# Navionics question



## float4fish (Feb 15, 2017)

I have the card for my Helix 5 and just put the chip into the computer. Looked at a few lakes and seen a few spots I would like to mark. Says that function is only available in mobile. Question is if I buy the app will those spots load to my card to be viewed on my Helix or will I have to use my phone to navigate to the marks?


----------



## KirtH (Apr 13, 2012)

You cannot mark spots on your computer and load them to the card. If you buy the app the spots you mark will only show on the mobile app.


----------



## float4fish (Feb 15, 2017)

That’s what I was thinking, seems like a major flaw in the coding. Wouldn’t it make much more sense for the consumer to have all of their data in one place, or at least transfer from the mobile ap to the card to use on the lake!

> EXTRACTED INFORMATION:
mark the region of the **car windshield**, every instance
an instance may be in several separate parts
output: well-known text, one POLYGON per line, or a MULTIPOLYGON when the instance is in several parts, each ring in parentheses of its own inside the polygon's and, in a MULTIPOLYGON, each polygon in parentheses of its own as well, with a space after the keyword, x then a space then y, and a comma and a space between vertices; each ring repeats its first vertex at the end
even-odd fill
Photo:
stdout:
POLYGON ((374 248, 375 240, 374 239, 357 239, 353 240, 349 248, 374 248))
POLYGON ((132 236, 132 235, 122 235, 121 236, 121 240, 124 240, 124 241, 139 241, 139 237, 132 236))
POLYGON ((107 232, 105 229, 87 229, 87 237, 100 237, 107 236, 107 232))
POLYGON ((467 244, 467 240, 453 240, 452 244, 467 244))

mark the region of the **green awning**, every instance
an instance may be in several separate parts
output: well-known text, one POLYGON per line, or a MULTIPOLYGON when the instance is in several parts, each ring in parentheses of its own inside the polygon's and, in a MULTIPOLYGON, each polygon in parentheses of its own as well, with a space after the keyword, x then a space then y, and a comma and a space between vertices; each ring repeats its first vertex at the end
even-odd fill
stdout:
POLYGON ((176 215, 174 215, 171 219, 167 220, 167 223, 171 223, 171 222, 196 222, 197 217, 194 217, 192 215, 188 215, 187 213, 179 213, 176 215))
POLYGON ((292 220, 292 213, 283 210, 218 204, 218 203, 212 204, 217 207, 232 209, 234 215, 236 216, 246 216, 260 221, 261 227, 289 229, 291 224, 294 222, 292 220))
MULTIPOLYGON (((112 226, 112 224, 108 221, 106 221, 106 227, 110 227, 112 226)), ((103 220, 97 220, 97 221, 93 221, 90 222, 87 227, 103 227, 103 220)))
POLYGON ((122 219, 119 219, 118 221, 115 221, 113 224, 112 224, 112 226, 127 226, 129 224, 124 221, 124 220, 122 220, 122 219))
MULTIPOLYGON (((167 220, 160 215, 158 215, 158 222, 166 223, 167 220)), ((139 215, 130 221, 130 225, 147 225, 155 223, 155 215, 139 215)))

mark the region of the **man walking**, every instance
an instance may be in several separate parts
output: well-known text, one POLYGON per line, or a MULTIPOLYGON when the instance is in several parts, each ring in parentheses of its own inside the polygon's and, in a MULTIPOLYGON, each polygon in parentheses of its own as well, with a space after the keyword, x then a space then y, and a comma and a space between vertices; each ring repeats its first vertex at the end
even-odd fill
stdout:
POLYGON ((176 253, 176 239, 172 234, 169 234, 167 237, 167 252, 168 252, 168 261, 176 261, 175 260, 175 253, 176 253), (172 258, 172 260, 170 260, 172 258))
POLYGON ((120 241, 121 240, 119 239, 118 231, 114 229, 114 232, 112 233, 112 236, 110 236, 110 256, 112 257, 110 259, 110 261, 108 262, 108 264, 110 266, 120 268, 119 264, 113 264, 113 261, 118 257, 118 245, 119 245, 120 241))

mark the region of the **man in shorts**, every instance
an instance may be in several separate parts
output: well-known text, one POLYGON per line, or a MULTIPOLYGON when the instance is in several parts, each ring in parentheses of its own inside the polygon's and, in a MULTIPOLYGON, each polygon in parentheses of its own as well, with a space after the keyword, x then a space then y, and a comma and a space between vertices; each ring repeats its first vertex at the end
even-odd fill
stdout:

> OBJECTIVE:
Write the next part of the Navionics forum thread, picking up after its last post. These rows have no connection to the Navionics thread.

> WRITTEN REPLY:
----------



## KirtH (Apr 13, 2012)

float4fish said:


> That’s what I was thinking, seems like a major flaw in the coding. Wouldn’t it make much more sense for the consumer to have all of their data in one place, or at least transfer from the mobile ap to the card to use on the lake!


The new Lowrance Units with WiFi can transfer data back and forth with the mobile app


----------



## jcoholich (Feb 12, 2014)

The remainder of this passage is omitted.